--- Exercise ---
Where the lines below hold images, skip those and copy every word exactly.

--- Material for this exercise ---
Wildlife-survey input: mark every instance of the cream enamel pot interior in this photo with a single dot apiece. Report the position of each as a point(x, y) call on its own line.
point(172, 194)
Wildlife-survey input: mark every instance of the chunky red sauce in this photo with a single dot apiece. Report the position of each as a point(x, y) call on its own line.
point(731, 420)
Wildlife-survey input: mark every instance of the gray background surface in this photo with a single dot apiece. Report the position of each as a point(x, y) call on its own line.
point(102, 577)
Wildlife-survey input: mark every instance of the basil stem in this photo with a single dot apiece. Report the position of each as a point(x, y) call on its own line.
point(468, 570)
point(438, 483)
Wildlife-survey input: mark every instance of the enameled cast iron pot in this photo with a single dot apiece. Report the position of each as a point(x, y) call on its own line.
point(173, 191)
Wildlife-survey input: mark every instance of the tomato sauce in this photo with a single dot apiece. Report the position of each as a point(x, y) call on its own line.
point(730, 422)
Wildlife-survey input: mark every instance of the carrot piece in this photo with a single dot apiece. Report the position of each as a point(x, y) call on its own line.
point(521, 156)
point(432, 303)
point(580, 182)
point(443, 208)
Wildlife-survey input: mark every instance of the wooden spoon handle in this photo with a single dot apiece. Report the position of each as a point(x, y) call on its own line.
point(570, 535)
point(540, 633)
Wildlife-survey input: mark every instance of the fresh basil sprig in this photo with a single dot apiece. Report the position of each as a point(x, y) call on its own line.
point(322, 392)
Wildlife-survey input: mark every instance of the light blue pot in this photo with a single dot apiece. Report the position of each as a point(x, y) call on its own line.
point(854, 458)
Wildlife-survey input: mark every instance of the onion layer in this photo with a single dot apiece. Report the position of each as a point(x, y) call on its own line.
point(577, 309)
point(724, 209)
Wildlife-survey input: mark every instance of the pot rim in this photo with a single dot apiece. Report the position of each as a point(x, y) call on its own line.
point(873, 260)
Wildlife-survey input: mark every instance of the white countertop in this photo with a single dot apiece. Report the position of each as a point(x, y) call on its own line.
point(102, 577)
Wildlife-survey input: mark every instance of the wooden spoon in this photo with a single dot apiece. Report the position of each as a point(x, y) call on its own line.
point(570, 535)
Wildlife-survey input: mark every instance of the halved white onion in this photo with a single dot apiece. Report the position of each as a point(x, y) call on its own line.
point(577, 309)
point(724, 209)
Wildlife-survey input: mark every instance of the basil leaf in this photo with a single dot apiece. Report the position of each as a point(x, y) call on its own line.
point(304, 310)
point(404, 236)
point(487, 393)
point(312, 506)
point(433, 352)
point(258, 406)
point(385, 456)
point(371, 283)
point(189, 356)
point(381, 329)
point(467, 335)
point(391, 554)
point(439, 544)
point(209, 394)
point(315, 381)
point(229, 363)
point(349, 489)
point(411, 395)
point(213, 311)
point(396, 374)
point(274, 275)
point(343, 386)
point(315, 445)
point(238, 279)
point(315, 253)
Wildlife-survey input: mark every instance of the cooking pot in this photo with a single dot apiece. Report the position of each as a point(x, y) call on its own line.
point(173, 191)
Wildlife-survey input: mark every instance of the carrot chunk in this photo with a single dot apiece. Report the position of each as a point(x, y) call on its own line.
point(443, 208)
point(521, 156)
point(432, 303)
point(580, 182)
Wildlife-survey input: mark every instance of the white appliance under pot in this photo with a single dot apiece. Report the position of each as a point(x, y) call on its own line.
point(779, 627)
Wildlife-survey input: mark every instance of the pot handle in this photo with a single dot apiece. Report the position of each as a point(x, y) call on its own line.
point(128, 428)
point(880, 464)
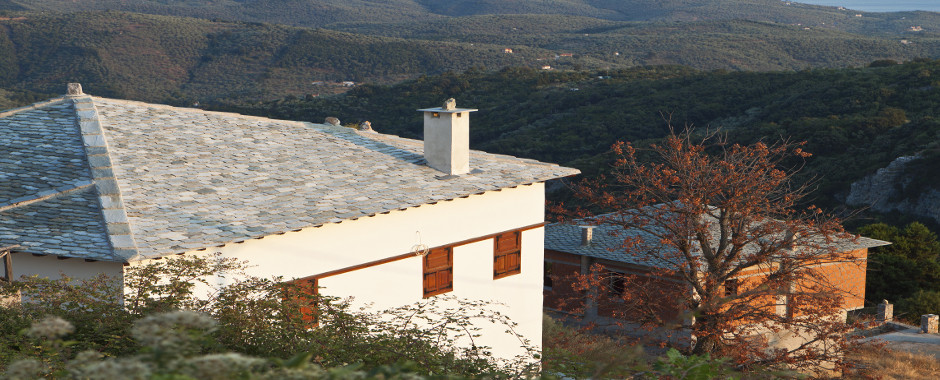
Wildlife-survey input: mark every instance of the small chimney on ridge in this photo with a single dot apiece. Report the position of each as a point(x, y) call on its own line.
point(587, 235)
point(447, 138)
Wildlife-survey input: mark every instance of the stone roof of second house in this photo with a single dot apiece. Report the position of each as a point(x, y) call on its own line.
point(119, 180)
point(608, 243)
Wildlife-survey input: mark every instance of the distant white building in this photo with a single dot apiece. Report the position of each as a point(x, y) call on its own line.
point(93, 184)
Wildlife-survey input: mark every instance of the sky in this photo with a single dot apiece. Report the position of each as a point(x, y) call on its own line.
point(880, 5)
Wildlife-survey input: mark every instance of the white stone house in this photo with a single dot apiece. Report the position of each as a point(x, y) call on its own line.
point(91, 185)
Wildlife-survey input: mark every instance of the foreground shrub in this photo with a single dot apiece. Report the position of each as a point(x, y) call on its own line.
point(250, 324)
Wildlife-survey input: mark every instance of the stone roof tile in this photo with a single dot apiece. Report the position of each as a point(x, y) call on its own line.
point(172, 179)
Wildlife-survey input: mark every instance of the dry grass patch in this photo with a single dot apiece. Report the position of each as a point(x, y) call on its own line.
point(881, 363)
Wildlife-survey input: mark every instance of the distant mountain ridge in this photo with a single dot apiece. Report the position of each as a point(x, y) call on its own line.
point(323, 13)
point(185, 60)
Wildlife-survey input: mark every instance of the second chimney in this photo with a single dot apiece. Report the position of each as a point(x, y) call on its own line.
point(447, 138)
point(587, 235)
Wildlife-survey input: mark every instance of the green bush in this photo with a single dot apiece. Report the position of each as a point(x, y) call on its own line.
point(252, 320)
point(922, 302)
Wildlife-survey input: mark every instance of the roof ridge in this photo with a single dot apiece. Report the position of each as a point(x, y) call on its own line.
point(34, 106)
point(194, 110)
point(117, 225)
point(44, 195)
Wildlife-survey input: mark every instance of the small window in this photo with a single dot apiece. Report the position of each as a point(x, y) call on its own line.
point(303, 294)
point(438, 271)
point(548, 275)
point(615, 285)
point(731, 287)
point(507, 255)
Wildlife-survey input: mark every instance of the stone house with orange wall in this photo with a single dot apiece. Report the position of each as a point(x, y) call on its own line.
point(572, 250)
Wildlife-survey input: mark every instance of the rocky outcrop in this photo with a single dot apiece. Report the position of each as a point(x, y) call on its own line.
point(882, 192)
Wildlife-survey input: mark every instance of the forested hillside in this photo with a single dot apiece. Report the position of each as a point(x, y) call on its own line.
point(855, 120)
point(184, 60)
point(181, 60)
point(324, 13)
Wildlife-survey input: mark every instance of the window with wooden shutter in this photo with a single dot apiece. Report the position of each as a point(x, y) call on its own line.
point(6, 266)
point(438, 271)
point(507, 254)
point(304, 295)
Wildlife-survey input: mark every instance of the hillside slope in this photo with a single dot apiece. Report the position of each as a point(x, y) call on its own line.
point(185, 60)
point(325, 13)
point(173, 59)
point(872, 116)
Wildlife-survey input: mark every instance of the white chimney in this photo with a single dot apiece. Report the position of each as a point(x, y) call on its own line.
point(447, 138)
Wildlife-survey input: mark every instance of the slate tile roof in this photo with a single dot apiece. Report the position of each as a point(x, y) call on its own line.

--- Finished task ---
Wildlife-survey input: mark every instance of the cream enamel pot interior in this photo with a single dot apiece. Report the position of each as a point(x, y) call on its own line.
point(172, 194)
Wildlife-survey input: mark every instance of the chunky red sauce in this photo with a single dot apiece. Report the position of each as a point(x, y) call on its own line.
point(731, 420)
Wildlife-survey input: mark every instance of the gray background surface in this photo with a single dot apiece. Report the position of each as a point(x, y) call on its own line.
point(102, 577)
Wildlife-survey input: mark every instance of the basil stem in this photo with a single dot apiece. Report the position of each as a point(x, y) call on its own line.
point(468, 570)
point(438, 483)
Wildlife-survey input: mark every instance of the enameled cast iron pot in this photo with a single dot apiece. Report the position of each as a point(x, y) call on its own line.
point(173, 191)
Wildlife-survey input: mark every instance of the tomato sauce in this photo with a single dot apiece. Report the position of each as a point(x, y) call on its own line.
point(730, 422)
Wildlife-survey input: mark every instance of the carrot piece in this photo with a single dot apiece. Report the position of each as a point(x, y) call on its own line.
point(521, 156)
point(432, 303)
point(580, 182)
point(443, 208)
Wildlife-survey input: mark every instance of the wooden spoon handle in this photo with a single dot apiece. Report the position of each as a point(x, y) call on its own line.
point(570, 535)
point(540, 633)
Wildlife-survey input: mark every instance of the fresh basil sprig in this photo with a single dot apiece. Report the position of each as a point(x, y) call on its own line.
point(322, 392)
Wildlife-survey input: mark every instance of the light blue pot in this photo with a single dot apiece. Report the position of each as a point(x, y) call on its own line.
point(854, 458)
Wildlife-survey input: mark every instance of the onion layer in this photo with a single dot apiece. Report the position of each as a point(x, y) call on its own line.
point(577, 309)
point(724, 209)
Wildlife-survey input: mark every instance of the pot rim in this photo with a single dot apiece. Report the position of each as a point(x, y) call on its own line.
point(873, 260)
Wildlife-survey input: mark every instance of the white countertop in this photo with a single dot apiece. Report the position of each as a point(x, y) call on its own line.
point(102, 577)
Wildlife-survey input: mark every instance of the wooden spoon in this photo with a single dot apiece. Report the position of each as a point(x, y) call on its own line.
point(570, 535)
Wildlife-survey input: mark every instance of the halved white onion in this photo with a single dot apiece. Report the position of each as a point(x, y) call on its own line.
point(577, 309)
point(724, 209)
Wildlife-survey input: mark every instance of the basil leaf in this photo with a single dot apiece. Report the position of each as a point(x, y) call on its own line.
point(304, 310)
point(404, 236)
point(487, 393)
point(312, 506)
point(433, 352)
point(258, 406)
point(385, 456)
point(371, 283)
point(189, 356)
point(381, 329)
point(467, 335)
point(391, 554)
point(439, 544)
point(209, 394)
point(315, 381)
point(229, 363)
point(349, 489)
point(411, 395)
point(213, 311)
point(396, 374)
point(274, 275)
point(343, 386)
point(315, 445)
point(238, 279)
point(315, 253)
Wildlife-survey input: mark every instance of the cooking pot in this photo with a single dot apiece. Report the position of each as a point(x, y) call on its own line.
point(173, 191)
Wildlife-survey input: mark every instance of the carrot chunk in this photo with a single dot apiece. Report the position of each as a point(x, y) call on its own line.
point(443, 208)
point(521, 156)
point(432, 303)
point(580, 182)
Wildlife-survey input: mark every instance of the white appliance under pot in this photo with a single dot apiece. Report the position of each as a point(x, y) call on its own line.
point(779, 627)
Wildlife-survey input: mark every instance of the pot handle in this photo with a single dot apiece. Report the position of each as a point(x, y) call on its own line.
point(128, 428)
point(880, 464)
Wildlife-survey input: mark every instance of the small chimney on ridge in this photo with a single dot apiece. Report the position of each as a point(x, y) call on its own line.
point(587, 235)
point(447, 138)
Wildlife-survey input: mark every instance of the stone roof of second house in this photo with a single dot apiece. Report the position of each as a point(x, y) call on its own line.
point(119, 180)
point(608, 243)
Wildlife-survey input: mark every instance of the distant white building in this photo with a single dot apiece. Report the position of each as a point(x, y) call on its own line.
point(93, 184)
Wildlife-survey input: mark every instance of the sky in this photo with a single dot apiece. Report the position of each as a point(x, y) call on its own line.
point(880, 5)
Wildlife-survey input: mark every instance of the white stone house in this photo with a single dot apiece. Report the position of each as a point(x, y) call on its own line.
point(91, 185)
Wildlife-survey input: mark every instance of the foreground shrub in this photo with a single dot apiece. Report the position of each as a point(x, y) call on its own line.
point(250, 324)
Wildlife-survey input: mark every instance of the stone roof tile in this photo with a single dot apiece. Report the position of each as a point(x, y) call on its own line.
point(172, 179)
Wildlife-survey input: mark every instance of the dry grass patch in this photo with a single dot apiece. Report the position of each as a point(x, y) call on its own line.
point(881, 363)
Wildlife-survey input: mark every instance of the distant mountain ridge in this photo with a single dot apiece. Report the position of each as a point(x, y) call on its own line.
point(323, 13)
point(185, 60)
Wildlife-survey input: mark every instance of the second chimney in this photo with a single dot apiece. Report the position of each as a point(x, y) call on its own line.
point(447, 138)
point(587, 235)
Wildlife-survey input: mark every instance of the green bush in this photo with a single dot apiece. Report the position of each as a point(x, y) call on its own line.
point(252, 320)
point(922, 302)
Wildlife-survey input: mark every instance of the roof ridge in this photo with a single dot apiece. Report the position of each as a point(x, y) call on its own line.
point(34, 106)
point(194, 110)
point(117, 225)
point(44, 195)
Wildlife-survey input: mark every instance of the small window in this photo with a single dot apiece. Report the position of each as a point(x, y) call on its own line.
point(303, 294)
point(438, 271)
point(548, 275)
point(615, 285)
point(731, 287)
point(507, 255)
Wildlife-survey input: mark every instance of the stone house with orange wall in this photo with a single dot apiece. Report the position of each as a point(x, y) call on its own line.
point(572, 250)
Wildlife-survey input: mark every instance of the rocky outcrop in this photo with a single dot apiece. Report the position of each as a point(x, y) call on its own line.
point(882, 192)
Wildlife-survey input: mark every instance of the forested hillside in this photo with a single dot apiece. Report the position of each as a point(x, y) call on its own line.
point(855, 120)
point(184, 60)
point(181, 60)
point(324, 13)
Wildlife-survey input: mark every instance of the window with wooden shutter in this photo with a single dot apiece. Report the position of each as a point(x, y) call on its own line.
point(6, 266)
point(438, 271)
point(507, 254)
point(304, 295)
Wildlife-survey input: mark every instance of the hillside slope in this photo with a single dot apiece. Report the position of each as a point(x, y) call on its own line.
point(185, 60)
point(325, 13)
point(173, 59)
point(872, 116)
Wildlife-survey input: mark every instance of the white chimney in this photo with a single dot apiece. Report the position of each as a point(x, y) call on its own line.
point(447, 138)
Wildlife-survey input: mark every instance of the slate tile roof in this photo with a single dot apiece. Report the position of each as a point(x, y) call on its own line.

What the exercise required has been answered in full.